- **Source text**
▶

Insurance prescription for clinical trials
Tue 31 Jan 2012
Trials involving human patients are crucial to the advancement of clinical science. But they’re not without risk. Fortunately, insurers are willing to cover them
As you read this there are probably as many as 100,000 people taking part in clinical trials in 165 countries around the world. Such trials, involving pharmaceuticals or medical devices, can last for years and are necessary if products are to be used safely to treat illnesses or alleviate medical conditions.
While clinical trials are almost always completed without incident, thanks to the strict controls in place, a major incident sometimes grabs the headlines. In 2006, for example, six men became critically ill with multiple organ failure while taking part in the trial of a drug dubbed TGN1412, intended by its maker TeGenero for use in treating rheumatoid arthritis and leukaemia.
The drug had been developed in line with all regulatory and clinical guidelines, and had been shown to be safe in earlier non-human studies.
Not surprisingly, pharmaceutical manufacturers and companies that conduct clinical trials all need to purchase insurance to cover themselves against the risk of a study going wrong and being subject to massive compensation payouts.

◀

- **Tasks for this exercise**
A – Reproduce the passage from the clinical trials insurance article between "While clinical trials" and "earlier non-human studies.", inclusive.
B – Take the article on insurance for clinical trials further, picking up after its last sentence.

[Data entries]
▶

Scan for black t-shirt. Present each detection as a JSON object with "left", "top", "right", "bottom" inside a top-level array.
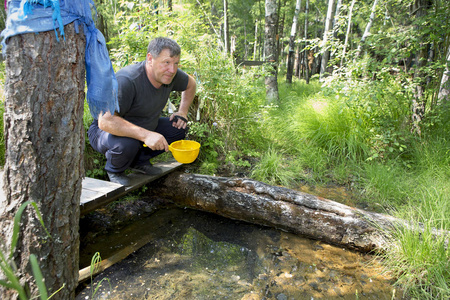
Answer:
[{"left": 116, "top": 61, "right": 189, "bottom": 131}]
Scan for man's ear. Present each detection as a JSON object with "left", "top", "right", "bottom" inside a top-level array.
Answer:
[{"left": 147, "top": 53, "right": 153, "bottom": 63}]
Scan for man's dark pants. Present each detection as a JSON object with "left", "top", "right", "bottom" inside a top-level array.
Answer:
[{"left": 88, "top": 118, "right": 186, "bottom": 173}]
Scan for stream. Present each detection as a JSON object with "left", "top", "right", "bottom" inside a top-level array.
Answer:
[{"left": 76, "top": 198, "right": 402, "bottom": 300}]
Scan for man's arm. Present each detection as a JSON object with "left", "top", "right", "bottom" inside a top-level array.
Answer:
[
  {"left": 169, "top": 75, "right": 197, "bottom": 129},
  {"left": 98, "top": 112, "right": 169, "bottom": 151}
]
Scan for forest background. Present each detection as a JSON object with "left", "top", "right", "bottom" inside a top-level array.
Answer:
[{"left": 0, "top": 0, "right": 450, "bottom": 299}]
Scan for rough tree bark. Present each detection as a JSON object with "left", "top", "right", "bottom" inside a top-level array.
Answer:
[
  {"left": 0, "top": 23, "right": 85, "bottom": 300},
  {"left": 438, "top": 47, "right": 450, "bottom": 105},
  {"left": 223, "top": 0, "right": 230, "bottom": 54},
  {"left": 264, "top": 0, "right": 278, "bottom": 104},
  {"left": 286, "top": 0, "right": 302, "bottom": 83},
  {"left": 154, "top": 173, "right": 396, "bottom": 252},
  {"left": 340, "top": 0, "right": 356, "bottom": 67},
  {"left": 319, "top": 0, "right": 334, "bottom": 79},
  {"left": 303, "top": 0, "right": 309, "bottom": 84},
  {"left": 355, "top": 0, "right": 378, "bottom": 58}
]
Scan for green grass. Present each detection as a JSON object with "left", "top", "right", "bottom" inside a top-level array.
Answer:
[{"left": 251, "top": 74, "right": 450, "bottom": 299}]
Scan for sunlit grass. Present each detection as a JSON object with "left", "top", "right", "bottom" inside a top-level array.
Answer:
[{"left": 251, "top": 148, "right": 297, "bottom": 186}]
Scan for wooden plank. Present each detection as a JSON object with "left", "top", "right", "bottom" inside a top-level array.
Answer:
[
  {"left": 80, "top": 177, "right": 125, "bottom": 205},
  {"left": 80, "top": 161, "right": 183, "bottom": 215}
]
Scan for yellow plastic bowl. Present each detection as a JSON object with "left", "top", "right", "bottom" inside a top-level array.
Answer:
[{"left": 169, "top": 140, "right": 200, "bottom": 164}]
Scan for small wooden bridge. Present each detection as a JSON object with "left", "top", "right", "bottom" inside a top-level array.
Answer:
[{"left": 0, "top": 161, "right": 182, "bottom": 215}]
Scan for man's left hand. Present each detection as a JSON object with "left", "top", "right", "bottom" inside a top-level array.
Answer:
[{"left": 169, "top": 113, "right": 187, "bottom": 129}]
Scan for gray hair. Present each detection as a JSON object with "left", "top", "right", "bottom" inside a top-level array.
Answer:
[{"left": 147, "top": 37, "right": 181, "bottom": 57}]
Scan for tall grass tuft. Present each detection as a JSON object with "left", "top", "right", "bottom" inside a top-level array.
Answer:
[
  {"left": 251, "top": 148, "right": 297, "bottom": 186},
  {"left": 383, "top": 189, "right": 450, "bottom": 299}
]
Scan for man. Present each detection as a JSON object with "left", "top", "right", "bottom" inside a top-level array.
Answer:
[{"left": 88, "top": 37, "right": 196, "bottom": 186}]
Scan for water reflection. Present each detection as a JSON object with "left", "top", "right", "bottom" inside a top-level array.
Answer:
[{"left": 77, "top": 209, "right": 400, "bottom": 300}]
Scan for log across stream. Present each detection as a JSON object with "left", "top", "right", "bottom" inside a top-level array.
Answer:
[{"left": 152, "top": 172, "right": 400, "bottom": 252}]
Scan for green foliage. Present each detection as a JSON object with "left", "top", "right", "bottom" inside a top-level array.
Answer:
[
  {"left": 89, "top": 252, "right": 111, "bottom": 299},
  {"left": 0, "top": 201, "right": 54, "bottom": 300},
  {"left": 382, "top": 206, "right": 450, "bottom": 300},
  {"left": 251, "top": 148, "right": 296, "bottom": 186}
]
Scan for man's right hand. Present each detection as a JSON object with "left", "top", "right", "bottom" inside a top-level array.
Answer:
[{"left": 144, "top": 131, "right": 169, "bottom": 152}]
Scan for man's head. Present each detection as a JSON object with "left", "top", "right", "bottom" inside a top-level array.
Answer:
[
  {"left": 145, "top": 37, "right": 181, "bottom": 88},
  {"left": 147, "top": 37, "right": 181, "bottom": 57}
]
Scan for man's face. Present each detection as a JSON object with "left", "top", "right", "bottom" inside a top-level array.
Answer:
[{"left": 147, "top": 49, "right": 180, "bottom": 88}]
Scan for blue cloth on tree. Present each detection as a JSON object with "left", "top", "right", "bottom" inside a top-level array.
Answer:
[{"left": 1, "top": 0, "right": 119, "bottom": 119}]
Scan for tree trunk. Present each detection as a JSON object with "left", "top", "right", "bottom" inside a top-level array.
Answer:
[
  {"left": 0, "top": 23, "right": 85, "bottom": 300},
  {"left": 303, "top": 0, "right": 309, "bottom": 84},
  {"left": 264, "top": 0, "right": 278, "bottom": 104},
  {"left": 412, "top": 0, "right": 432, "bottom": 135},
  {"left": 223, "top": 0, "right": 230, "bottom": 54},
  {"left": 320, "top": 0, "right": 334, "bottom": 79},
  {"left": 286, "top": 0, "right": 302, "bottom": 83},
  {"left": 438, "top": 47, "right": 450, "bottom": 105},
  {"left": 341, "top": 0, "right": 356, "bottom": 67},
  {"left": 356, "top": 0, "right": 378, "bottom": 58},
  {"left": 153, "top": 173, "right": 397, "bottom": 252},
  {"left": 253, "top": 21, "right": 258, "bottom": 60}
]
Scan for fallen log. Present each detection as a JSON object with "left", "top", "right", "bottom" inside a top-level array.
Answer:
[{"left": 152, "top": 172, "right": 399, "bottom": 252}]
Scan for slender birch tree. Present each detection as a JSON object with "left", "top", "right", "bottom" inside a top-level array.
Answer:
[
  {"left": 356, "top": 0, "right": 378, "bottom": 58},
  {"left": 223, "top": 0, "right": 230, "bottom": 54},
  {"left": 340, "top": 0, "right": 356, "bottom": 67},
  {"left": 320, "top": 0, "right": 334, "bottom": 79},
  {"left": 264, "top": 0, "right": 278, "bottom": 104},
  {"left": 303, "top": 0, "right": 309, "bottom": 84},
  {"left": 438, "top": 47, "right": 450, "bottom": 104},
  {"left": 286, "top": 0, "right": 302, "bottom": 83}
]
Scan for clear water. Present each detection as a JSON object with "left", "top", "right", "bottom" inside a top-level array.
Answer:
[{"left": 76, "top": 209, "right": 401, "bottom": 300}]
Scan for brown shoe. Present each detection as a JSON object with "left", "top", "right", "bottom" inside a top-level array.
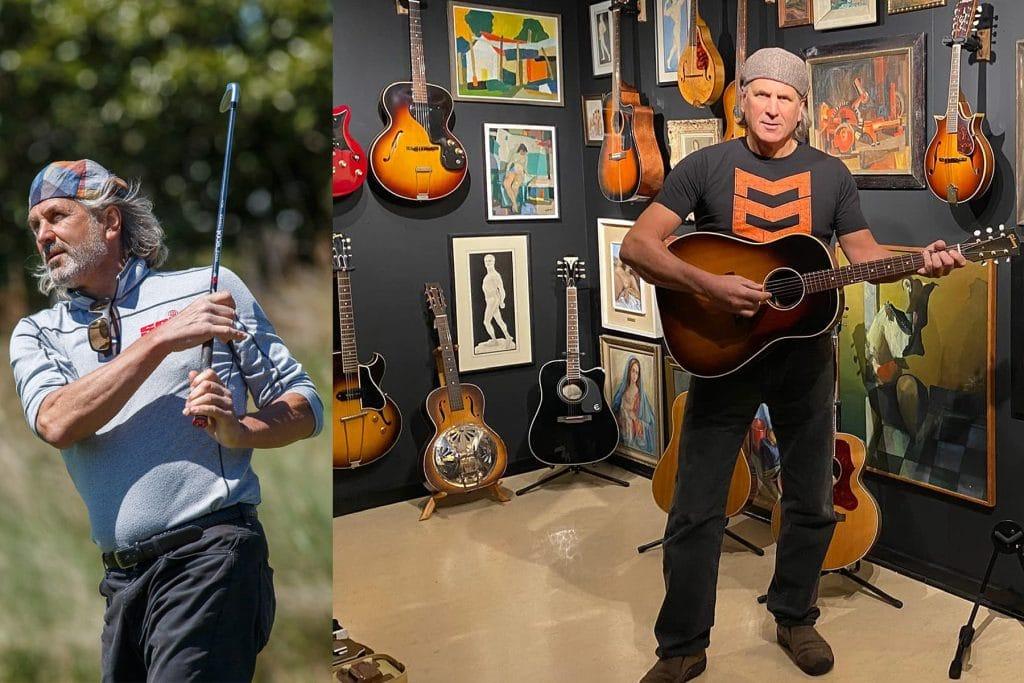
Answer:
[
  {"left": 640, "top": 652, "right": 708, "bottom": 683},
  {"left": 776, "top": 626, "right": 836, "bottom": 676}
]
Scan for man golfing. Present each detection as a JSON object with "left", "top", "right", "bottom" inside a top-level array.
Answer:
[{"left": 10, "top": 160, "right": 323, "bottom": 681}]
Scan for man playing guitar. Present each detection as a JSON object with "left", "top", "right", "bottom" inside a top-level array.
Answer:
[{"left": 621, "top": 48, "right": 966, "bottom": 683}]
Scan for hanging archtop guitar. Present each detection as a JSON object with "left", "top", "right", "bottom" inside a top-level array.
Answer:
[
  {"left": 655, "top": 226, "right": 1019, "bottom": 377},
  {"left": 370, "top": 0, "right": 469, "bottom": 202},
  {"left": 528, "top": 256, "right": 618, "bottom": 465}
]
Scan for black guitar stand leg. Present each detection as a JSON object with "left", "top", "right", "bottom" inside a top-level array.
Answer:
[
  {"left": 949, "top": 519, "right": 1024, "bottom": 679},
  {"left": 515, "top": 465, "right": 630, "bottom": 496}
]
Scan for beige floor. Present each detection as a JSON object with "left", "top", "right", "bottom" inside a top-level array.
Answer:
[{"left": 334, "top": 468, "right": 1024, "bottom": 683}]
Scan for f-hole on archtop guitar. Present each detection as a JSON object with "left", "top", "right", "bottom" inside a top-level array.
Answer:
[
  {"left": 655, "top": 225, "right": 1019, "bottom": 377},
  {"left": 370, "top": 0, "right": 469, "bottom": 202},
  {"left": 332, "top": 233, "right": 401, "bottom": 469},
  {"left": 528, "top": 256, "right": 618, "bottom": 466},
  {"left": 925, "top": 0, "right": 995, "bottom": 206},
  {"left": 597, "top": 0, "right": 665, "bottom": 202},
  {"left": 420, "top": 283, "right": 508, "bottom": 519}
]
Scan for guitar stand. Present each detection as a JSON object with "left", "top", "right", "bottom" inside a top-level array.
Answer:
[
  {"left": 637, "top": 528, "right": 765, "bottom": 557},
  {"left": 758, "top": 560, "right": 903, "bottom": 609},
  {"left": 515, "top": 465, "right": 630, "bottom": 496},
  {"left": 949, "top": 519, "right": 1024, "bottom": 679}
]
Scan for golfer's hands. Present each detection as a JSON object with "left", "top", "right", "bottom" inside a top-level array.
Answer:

◀

- **Results by task**
A –
While clinical trials are almost always completed without incident, thanks to the strict controls in place, a major incident sometimes grabs the headlines. In 2006, for example, six men became critically ill with multiple organ failure while taking part in the trial of a drug dubbed TGN1412, intended by its maker TeGenero for use in treating rheumatoid arthritis and leukaemia.
The drug had been developed in line with all regulatory and clinical guidelines, and had been shown to be safe in earlier non-human studies.

B –
“The owner of the product obviously bears the important product liability risk – the risk of the product harming the patient in the trial,” says Lyn Rossano, Head of Global Life Sciences at the Lloyd’s insurer Navigators.
In addition, the physician or company carrying out the trial is exposed to medical malpractice risk. “That relates to the doctor and the possibility of something going wrong when they administer the drug, resulting in injury to the test subject,” Rossano explains. “In reality, if there is a problem in a clinical trial everyone involved gets named in the legal action - and then the courts figure out who was at fault.”
There are also big financial risks attached to clinical trials, especially in a litigious environment like the US where pharma companies trialling a drug need approval from the Food & Drug Administration (FDA). “If the FDA says no, it is not satisfied that the product is safe or effective, it could lead to the product being delayed or scrapped. In such a case, D&O suits could be brought by shareholders who have suffered financial loss,” Rossano points out.
Similarly, clinical research organisations (CROs) who conduct trials on behalf of clients could face Errors & Omissions (E&O) risks where, for example, they have failed to fulfil their part of the contract leading to delay and/or financial loss for another party.
Availability and scope of insurance is not usually a problem because the claims experience for clinical trials has been very good, according to Christopher Bryce, EMEA Practice Leader for Life Science at Lloyd’s broker Marsh. “That is not to say that all clinical trials are easy to insure,” Bryce adds. “Any clinical trial involving children can be difficult, and women who are pregnant are also a group that can be challenging.”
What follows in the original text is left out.